■ Document excerpt:
>>>>>

I would like to extract multiple tables of a series of excel spreadsheets where some sheets may contain more than one table, to store the tables separately as e.g. csv files. The table could be something like this:
if I read it using pandas read_excel
import pandas as pd
pd.read_excel('table_example.xlsx',header=None)
I would get something like this:
how could I extract the different tables? In my case tables have NaN values, which is potentially an additional complication.
[EDIT1] something similar to the excel tables can be generated using pandas:
df=pd.DataFrame(np.nan,index=range(0,10),columns=range(0,10))
df.iloc[1,2:5]=['t1h1','t1h2','t1h3']
df.iloc[2:5,2:5]=np.random.randn(3,3)
df.iloc[6,3:7]=['t2h1','t2h2','t2h3','t2h4']
df.iloc[7:9,3:7]=np.random.randn(2,4)
I have tried to find the limits of the tables using built-in pandas functions:
df[df.isnull().all(axis=1)]
I could use the first and second row to set an horizontal division and maybe make a first split but I don't know how to select the cells above or below the identified rows. Or even if this is the most convenient approach.

<<<<<

■ Source data:
>>>>>

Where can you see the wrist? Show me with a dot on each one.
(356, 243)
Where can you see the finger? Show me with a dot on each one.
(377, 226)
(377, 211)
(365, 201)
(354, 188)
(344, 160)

<<<<<

■ Check your understanding:
**a)** List every header label that the code in the text on extracting tables from Excel sheets assigns to the DataFrame.
**b)** From the text on extracting tables from Excel sheets, echo the part that opens with the words containing "I have tried" and closes with "most convenient approach.".
None of this work draws on the entries.

■ Responses:
**a)** t1h1, t1h2, t1h3, t2h1, t2h2, t2h3, t2h4

**b)**
I have tried to find the limits of the tables using built-in pandas functions:
df[df.isnull().all(axis=1)]
I could use the first and second row to set an horizontal division and maybe make a first split but I don't know how to select the cells above or below the identified rows. Or even if this is the most convenient approach.